- BRIEF 1
Scale the rows below from their start through the line holding "pixel 337 330", inclusive. Reproduce every line, including the requests, but multiply each pixel coordinate in the answers by 0.2 and round to whole numbers, with halves rounded up.

- SELECTION

For this trip, pre-arrival communications were fairly extensive.
We were celebrating a very special occasion and my pre-request/notes list was a tad longer than the 3-4 items i usually send through. 
Fully informative, cogent and kind emails were always returned  - and by no more than three separate entities over a nine month period (!) - within 24 hours.

Once onsite, service was exactly how we like it.  
We’re not big fans of ‘high’ service.  More often than not we find it obtrusive (or at least over-attentive), disingenuous feeling, stiff or over-formalized w needless pageantry.  
We ask to be addressed by our first names, we don’t mind one bit if someone doesn’t remember our exact first-night cocktail order on the second or ninth night, and we generally want to be treated in a friendly, informal manner.

While Olinto certainly would seem to be able to provide more formalized, 'high' service if needed or desired, they caught right on with us and what we were after.

- Pointing dataset records
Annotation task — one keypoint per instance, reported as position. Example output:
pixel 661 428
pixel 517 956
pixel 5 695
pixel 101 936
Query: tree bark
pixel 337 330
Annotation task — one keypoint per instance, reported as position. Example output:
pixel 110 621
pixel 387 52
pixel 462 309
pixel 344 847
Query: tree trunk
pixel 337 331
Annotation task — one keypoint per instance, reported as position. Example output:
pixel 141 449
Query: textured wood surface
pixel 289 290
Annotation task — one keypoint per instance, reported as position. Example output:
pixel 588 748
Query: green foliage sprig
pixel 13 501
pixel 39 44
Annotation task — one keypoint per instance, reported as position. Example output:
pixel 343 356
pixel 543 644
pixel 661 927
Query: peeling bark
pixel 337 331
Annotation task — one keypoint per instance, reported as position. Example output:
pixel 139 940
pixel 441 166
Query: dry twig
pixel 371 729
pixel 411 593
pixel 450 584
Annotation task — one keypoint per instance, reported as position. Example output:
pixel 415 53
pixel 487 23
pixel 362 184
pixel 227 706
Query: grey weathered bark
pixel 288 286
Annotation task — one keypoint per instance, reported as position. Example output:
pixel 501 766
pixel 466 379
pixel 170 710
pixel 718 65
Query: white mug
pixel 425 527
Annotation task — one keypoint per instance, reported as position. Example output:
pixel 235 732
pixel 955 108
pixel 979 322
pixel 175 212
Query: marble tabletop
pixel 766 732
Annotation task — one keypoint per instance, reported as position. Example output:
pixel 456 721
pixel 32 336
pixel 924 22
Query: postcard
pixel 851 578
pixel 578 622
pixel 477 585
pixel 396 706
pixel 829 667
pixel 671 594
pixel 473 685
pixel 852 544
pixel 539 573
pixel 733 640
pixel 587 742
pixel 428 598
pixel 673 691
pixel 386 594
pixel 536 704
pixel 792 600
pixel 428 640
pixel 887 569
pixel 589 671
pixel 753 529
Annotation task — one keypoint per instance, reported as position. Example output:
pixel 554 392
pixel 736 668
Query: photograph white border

- BRIEF 2
Answer these questions from the review:
(a) Within how many hours were emails returned before the trip?
(b) Over what period did the pre-arrival emails take place?
(c) How do the guests ask to be addressed?

- FULL SOLUTION 1
Annotation task — one keypoint per instance, reported as position. Example output:
pixel 661 428
pixel 517 956
pixel 5 695
pixel 101 936
Query: tree bark
pixel 67 66

- FULL SOLUTION 2
(a) Within 24 hours.
(b) A nine-month period.
(c) By their first names.